#### WORK TO COMPLETE:
Output the lines from the line with "Reviewer note: check that each instance of the eyebrow" to the line with "Query: cafe interior" as a Markdown table with the columns No. and Line, giving each row a number and leaving out blank lines.

#### Pointing entries:
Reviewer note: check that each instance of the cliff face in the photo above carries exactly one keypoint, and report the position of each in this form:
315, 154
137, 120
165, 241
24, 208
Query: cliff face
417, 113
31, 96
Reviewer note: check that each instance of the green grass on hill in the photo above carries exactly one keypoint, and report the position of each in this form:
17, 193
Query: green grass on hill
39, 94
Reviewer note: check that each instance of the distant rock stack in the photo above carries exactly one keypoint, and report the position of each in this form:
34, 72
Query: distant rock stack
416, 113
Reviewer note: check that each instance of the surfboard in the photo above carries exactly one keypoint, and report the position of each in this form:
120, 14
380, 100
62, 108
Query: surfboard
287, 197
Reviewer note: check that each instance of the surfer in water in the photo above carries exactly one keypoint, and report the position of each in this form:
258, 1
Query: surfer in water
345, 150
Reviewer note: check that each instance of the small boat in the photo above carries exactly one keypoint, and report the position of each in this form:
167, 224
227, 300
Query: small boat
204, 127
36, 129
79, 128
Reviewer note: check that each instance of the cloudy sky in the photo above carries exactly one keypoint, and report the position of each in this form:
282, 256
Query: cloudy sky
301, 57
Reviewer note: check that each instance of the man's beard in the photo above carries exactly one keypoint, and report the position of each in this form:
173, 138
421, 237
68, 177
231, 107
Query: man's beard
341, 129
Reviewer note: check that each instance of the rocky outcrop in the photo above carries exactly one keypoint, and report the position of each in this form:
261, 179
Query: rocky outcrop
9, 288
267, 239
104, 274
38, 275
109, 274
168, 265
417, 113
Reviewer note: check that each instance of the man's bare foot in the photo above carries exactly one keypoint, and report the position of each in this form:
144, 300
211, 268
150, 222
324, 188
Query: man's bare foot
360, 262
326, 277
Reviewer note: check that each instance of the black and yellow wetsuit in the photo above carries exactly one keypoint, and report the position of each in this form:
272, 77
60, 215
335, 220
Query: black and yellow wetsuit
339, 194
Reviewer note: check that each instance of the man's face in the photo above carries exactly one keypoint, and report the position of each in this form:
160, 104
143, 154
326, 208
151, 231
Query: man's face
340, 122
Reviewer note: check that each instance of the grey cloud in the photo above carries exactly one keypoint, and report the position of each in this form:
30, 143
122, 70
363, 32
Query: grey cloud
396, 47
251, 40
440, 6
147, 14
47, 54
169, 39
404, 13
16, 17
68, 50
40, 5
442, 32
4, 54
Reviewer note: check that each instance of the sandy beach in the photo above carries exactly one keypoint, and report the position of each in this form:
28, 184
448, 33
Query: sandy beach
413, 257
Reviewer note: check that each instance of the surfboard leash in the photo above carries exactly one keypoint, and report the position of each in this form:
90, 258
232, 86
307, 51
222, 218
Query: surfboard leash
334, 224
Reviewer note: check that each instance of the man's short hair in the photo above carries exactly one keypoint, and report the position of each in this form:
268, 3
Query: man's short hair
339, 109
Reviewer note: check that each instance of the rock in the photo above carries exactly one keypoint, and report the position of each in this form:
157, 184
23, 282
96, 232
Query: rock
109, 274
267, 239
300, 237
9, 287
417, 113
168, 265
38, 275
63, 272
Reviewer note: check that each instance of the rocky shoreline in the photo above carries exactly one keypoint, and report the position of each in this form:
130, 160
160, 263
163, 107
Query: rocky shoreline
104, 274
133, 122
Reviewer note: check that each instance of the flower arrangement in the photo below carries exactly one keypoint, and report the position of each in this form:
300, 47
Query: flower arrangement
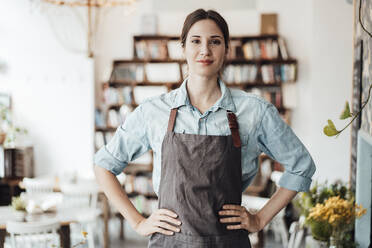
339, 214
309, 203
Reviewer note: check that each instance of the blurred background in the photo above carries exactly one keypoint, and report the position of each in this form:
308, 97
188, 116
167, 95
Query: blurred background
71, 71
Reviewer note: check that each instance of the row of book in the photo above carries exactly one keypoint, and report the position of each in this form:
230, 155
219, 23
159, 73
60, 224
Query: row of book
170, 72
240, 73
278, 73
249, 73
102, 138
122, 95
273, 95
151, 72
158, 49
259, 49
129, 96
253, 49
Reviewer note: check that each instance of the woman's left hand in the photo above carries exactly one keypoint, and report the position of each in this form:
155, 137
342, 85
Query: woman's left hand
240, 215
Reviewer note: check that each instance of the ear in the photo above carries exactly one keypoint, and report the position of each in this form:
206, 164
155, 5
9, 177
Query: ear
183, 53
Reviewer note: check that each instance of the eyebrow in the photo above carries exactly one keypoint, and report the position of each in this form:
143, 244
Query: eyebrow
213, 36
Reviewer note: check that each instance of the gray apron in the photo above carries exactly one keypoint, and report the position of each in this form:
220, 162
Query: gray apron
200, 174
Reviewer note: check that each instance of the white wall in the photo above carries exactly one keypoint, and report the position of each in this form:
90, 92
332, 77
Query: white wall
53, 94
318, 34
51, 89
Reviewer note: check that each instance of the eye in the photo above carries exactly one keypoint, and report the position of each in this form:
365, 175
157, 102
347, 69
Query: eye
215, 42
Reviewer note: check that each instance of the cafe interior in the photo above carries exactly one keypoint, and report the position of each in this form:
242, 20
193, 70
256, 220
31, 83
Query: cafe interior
==
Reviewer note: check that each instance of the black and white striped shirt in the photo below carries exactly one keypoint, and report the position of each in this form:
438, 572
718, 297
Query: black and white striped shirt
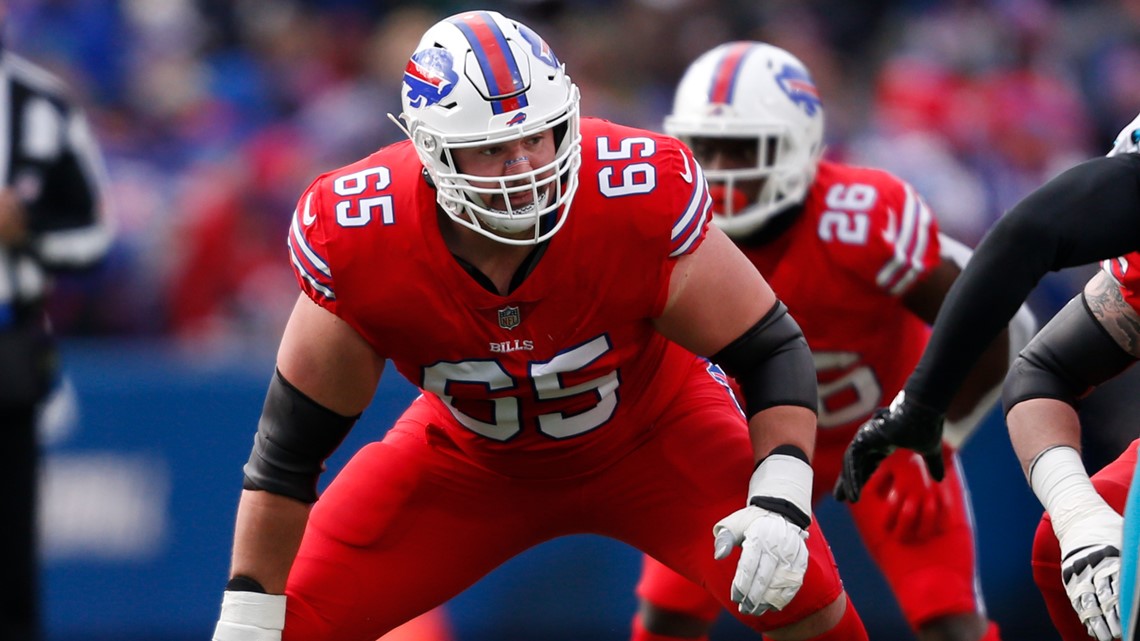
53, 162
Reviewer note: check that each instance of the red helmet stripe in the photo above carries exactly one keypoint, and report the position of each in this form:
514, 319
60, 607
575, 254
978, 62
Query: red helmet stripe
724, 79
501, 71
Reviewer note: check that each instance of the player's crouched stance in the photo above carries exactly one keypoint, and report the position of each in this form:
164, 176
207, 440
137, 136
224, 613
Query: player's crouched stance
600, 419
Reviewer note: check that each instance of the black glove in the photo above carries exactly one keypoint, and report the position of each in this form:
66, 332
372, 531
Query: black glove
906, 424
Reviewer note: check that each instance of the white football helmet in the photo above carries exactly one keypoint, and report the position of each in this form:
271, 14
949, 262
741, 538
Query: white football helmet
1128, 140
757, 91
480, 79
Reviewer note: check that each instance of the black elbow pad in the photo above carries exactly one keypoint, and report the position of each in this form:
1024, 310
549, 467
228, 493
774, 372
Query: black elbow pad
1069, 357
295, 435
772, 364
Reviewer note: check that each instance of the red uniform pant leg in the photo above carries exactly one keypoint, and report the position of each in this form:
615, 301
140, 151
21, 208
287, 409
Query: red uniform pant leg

#### SOLUTION TO THIS EXERCISE:
| No. | Line |
|---|---|
| 1 | Reviewer note: check that each instance of the eyebrow in the photo above carries exactly one keypoint, and report the position of each in this form: |
| 2 | 143, 244 |
| 3 | Query: eyebrow |
| 4 | 213, 36 |
| 5 | Reviewer note: check that each instance of the gray apron in the photo above carries exactly one keypoint, and report the position of each in this form: |
| 6 | 220, 162 |
| 7 | Query: gray apron |
| 8 | 200, 174 |
| 9 | Reviewer note: check that each instance of the white wall in the photo above carries exactly one keypoint, and report the position of each in this form: |
| 10 | 90, 92 |
| 11 | 332, 77 |
| 12 | Query: white wall |
| 13 | 53, 94 |
| 14 | 318, 34 |
| 15 | 51, 89 |
| 16 | Reviewer note: check that each instance of the eye in the photo above carries exactly one keypoint, and report the position of each in this form: |
| 17 | 365, 175 |
| 18 | 157, 102 |
| 19 | 347, 69 |
| 20 | Query: eye |
| 21 | 215, 42 |
| 22 | Reviewer note: check that each instance of the cafe interior in the photo above carries exactly one keypoint, and report the position of each in this form: |
| 23 | 242, 20 |
| 24 | 193, 70 |
| 25 | 256, 220 |
| 26 | 31, 83 |
| 27 | Query: cafe interior |